OPDRACHT: Neem uit de uitspraak van de rechtbank woord voor woord alles over vanaf "Bestuursrecht" tot en met "mr. F.A.M. Delfgaauw).".

Home

Rechtbank Midden-Nederland, 18-05-2017, ECLI:NL:RBMNE:2017:2436, AWB - 16 _ 3306

Rechtbank Midden-Nederland, 18-05-2017, ECLI:NL:RBMNE:2017:2436, AWB - 16 _ 3306

Gegevens

Instantie
Rechtbank Midden-Nederland
Datum uitspraak
18 mei 2017
Datum publicatie
14 juni 2017
ECLI
ECLI:NL:RBMNE:2017:2436
Zaaknummer
AWB - 16 _ 3306

Inhoudsindicatie

Werkgeversberoep. Met terugwerkende kracht heeft verweerder de ex-werknemer een ZW-uitkering toegekend kort na afloop van het dienstverband. Ziek uit dienst op grond van artikel 23, derde lid, WIA.

Gronden over het niet-opleggen van een maatregel of het niet-aanzeggen van een behandeling zijn eerst in beroep aangevoerd en worden met toepassing van artikel 6:13 Awb buiten behandeling gelaten. Maatregel of behandeling valt ook overigens buiten het bestreden besluit.

Uitspraak

Zittingsplaats Utrecht

Bestuursrecht

zaaknummer: UTR 16/3306

(gemachtigden: drs. H.E. Wonnink en mr. drs. E.C. Spiering),

en

de Raad van Bestuur van het Uitvoeringsinstituut werknemersverzekeringen, verweerder

(gemachtigde: mr. F.A.M. Delfgaauw).

Procesverloop

Bij besluit van 5 juni 2012 (het primaire besluit) heeft verweerder aan [ex-werknemer] (ex-werknemer, hierna: [ex-werknemer] ) een loongerelateerde werkhervattingsuitkering gedeeltelijk arbeidsgeschikten (WGA-uitkering) op grond van de Wet werk en inkomen naar arbeidsvermogen (Wet WIA) toegekend met ingang van 29 april 2012.

DE GEGEVENS:
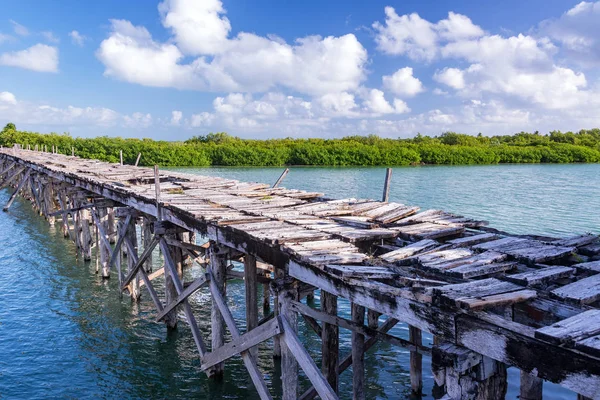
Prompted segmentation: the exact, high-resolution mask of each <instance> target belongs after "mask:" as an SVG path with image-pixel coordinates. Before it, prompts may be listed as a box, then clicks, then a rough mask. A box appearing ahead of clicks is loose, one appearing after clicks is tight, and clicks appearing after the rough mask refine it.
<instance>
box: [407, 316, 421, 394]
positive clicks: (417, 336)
mask: <svg viewBox="0 0 600 400" xmlns="http://www.w3.org/2000/svg"><path fill="white" fill-rule="evenodd" d="M408 340H409V341H410V342H411V343H412V344H413V345H415V346H417V347H418V346H421V345H422V344H423V341H422V334H421V330H420V329H419V328H417V327H414V326H412V325H409V326H408ZM410 388H411V391H412V393H413V395H414V396H418V397H420V396H421V394H422V392H423V356H422V355H421V354H420V353H419V352H418V351H411V352H410Z"/></svg>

ANTWOORD:
Bestuursrecht

zaaknummer: UTR 16/3306

(gemachtigden: drs. H.E. Wonnink en mr. drs. E.C. Spiering),

en

de Raad van Bestuur van het Uitvoeringsinstituut werknemersverzekeringen, verweerder

(gemachtigde: mr. F.A.M. Delfgaauw).